_Task_.
Your copy of the material must match it exactly, except that pictures are dropped.

_Dataset rows_.

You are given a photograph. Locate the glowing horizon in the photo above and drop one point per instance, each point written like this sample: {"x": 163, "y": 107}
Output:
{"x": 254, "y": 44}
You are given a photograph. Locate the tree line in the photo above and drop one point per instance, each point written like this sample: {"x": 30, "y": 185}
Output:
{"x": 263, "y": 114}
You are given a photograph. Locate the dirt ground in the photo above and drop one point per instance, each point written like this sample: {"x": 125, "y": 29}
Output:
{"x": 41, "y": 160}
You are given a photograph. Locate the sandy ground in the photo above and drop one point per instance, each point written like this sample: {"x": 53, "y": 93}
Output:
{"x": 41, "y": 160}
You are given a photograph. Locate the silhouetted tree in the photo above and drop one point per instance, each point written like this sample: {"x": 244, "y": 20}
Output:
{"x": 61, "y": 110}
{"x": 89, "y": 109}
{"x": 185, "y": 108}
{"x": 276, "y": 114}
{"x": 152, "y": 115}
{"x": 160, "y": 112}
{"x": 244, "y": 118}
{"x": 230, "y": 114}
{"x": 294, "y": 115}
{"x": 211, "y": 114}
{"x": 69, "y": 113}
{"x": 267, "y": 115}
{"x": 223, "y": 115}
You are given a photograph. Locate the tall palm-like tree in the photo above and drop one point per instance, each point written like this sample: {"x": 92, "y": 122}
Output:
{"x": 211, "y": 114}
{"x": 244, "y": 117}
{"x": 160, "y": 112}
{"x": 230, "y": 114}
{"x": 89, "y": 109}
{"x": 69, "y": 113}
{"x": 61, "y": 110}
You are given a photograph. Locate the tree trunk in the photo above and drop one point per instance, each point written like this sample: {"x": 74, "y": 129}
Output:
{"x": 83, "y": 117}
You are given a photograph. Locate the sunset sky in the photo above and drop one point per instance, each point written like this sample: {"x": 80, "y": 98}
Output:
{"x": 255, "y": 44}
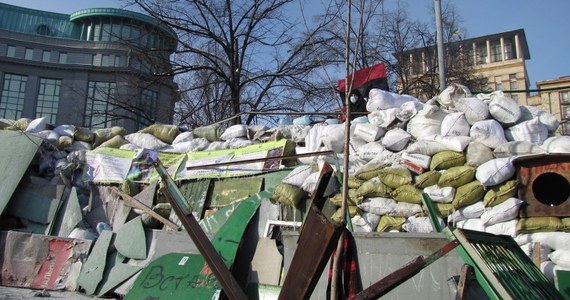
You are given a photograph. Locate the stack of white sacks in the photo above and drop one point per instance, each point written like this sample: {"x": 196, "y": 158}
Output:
{"x": 459, "y": 149}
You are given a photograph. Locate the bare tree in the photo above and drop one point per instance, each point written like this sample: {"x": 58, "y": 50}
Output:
{"x": 242, "y": 56}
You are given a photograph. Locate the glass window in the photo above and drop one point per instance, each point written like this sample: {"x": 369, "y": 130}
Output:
{"x": 48, "y": 99}
{"x": 62, "y": 57}
{"x": 482, "y": 53}
{"x": 11, "y": 51}
{"x": 46, "y": 56}
{"x": 496, "y": 51}
{"x": 147, "y": 103}
{"x": 513, "y": 81}
{"x": 99, "y": 104}
{"x": 509, "y": 49}
{"x": 29, "y": 54}
{"x": 498, "y": 83}
{"x": 12, "y": 99}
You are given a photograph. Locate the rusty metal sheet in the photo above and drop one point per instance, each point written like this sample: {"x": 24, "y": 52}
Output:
{"x": 41, "y": 262}
{"x": 17, "y": 149}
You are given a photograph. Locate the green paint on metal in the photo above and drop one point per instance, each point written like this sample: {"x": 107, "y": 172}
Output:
{"x": 187, "y": 276}
{"x": 226, "y": 191}
{"x": 17, "y": 150}
{"x": 93, "y": 269}
{"x": 196, "y": 193}
{"x": 130, "y": 240}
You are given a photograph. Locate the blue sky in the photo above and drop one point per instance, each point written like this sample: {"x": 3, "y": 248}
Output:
{"x": 545, "y": 24}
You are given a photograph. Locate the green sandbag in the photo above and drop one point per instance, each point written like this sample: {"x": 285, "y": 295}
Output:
{"x": 407, "y": 193}
{"x": 468, "y": 194}
{"x": 446, "y": 159}
{"x": 165, "y": 133}
{"x": 395, "y": 177}
{"x": 104, "y": 134}
{"x": 212, "y": 132}
{"x": 500, "y": 193}
{"x": 288, "y": 194}
{"x": 426, "y": 179}
{"x": 456, "y": 176}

_Solution for this problem_.
You are given a photograph. Locate the glowing horizon in the photo above and drop one point per instance, each point written like this sample: {"x": 163, "y": 107}
Output:
{"x": 254, "y": 44}
You are given a photograph. Locate the tree line in the photo above and drop one point per instance, each point written like this sample: {"x": 30, "y": 185}
Output:
{"x": 263, "y": 114}
You are given a photograph. Locate the dirt ground in the photo above and drop one point per instance, each point written like this sample: {"x": 125, "y": 29}
Output:
{"x": 41, "y": 160}
You are given a photograph. Locate the sandy ground in the photo above and drop one point per instance, each point written like this sample: {"x": 53, "y": 93}
Output:
{"x": 41, "y": 160}
You are given a photograph. Locate the silhouetted tree in the photo above and drop one point per instance, each point written like this sample: {"x": 244, "y": 20}
Output:
{"x": 61, "y": 110}
{"x": 89, "y": 109}
{"x": 185, "y": 108}
{"x": 276, "y": 114}
{"x": 152, "y": 115}
{"x": 160, "y": 112}
{"x": 244, "y": 118}
{"x": 230, "y": 114}
{"x": 294, "y": 115}
{"x": 211, "y": 114}
{"x": 69, "y": 113}
{"x": 267, "y": 115}
{"x": 223, "y": 115}
You are given a photograph. Locate the tall palm-like tree in the photo above and drop one point per instance, each point written like this sample: {"x": 92, "y": 122}
Output:
{"x": 211, "y": 114}
{"x": 244, "y": 117}
{"x": 160, "y": 112}
{"x": 230, "y": 114}
{"x": 89, "y": 109}
{"x": 69, "y": 113}
{"x": 61, "y": 110}
You are given a photograph. Locate the tree trunk in the photo above and drop one point per instance, each point written like this sample: {"x": 74, "y": 129}
Output:
{"x": 83, "y": 117}
You are given a photograph. Locate the sunset sky in the photo above and drop one point per instance, each point written like this sample: {"x": 80, "y": 98}
Output:
{"x": 255, "y": 44}
You are given a photograph. Locate the stack of white sacks in the photo above and drop one point per instance, each point written like this sample: {"x": 196, "y": 158}
Output:
{"x": 459, "y": 149}
You are given a photograph. Locate the bare tree in the photo above and drop one point per instance, each point written like this sample: {"x": 58, "y": 50}
Output:
{"x": 242, "y": 56}
You are given a photograph. Locate the glass window in the photo above and drop one point per instance, each point written like this sample: {"x": 369, "y": 130}
Output:
{"x": 48, "y": 99}
{"x": 62, "y": 57}
{"x": 482, "y": 53}
{"x": 11, "y": 51}
{"x": 46, "y": 56}
{"x": 496, "y": 51}
{"x": 147, "y": 103}
{"x": 513, "y": 81}
{"x": 99, "y": 104}
{"x": 509, "y": 49}
{"x": 29, "y": 54}
{"x": 498, "y": 83}
{"x": 12, "y": 99}
You are given a photograph. Locate the rusty metal sheet in the photo above and drop one point per instance, each point written like this sample: {"x": 24, "y": 52}
Output:
{"x": 41, "y": 262}
{"x": 17, "y": 149}
You are given a photograph. Locate the green paint on metal in the photo above and drop one point per instance, each point written like this sample: {"x": 107, "y": 172}
Output:
{"x": 187, "y": 276}
{"x": 226, "y": 191}
{"x": 17, "y": 150}
{"x": 93, "y": 269}
{"x": 196, "y": 193}
{"x": 130, "y": 240}
You are given a photograph. Locate the blue sky in the photo above and drop one point per instance, each point written like this sample: {"x": 3, "y": 248}
Output:
{"x": 545, "y": 24}
You are given a photograph. Locate the green sandbag in the photo above and drop one point per instance, each point written like this sample: {"x": 285, "y": 295}
Output:
{"x": 407, "y": 193}
{"x": 468, "y": 194}
{"x": 446, "y": 159}
{"x": 165, "y": 133}
{"x": 395, "y": 177}
{"x": 104, "y": 134}
{"x": 212, "y": 132}
{"x": 500, "y": 193}
{"x": 288, "y": 194}
{"x": 426, "y": 179}
{"x": 456, "y": 176}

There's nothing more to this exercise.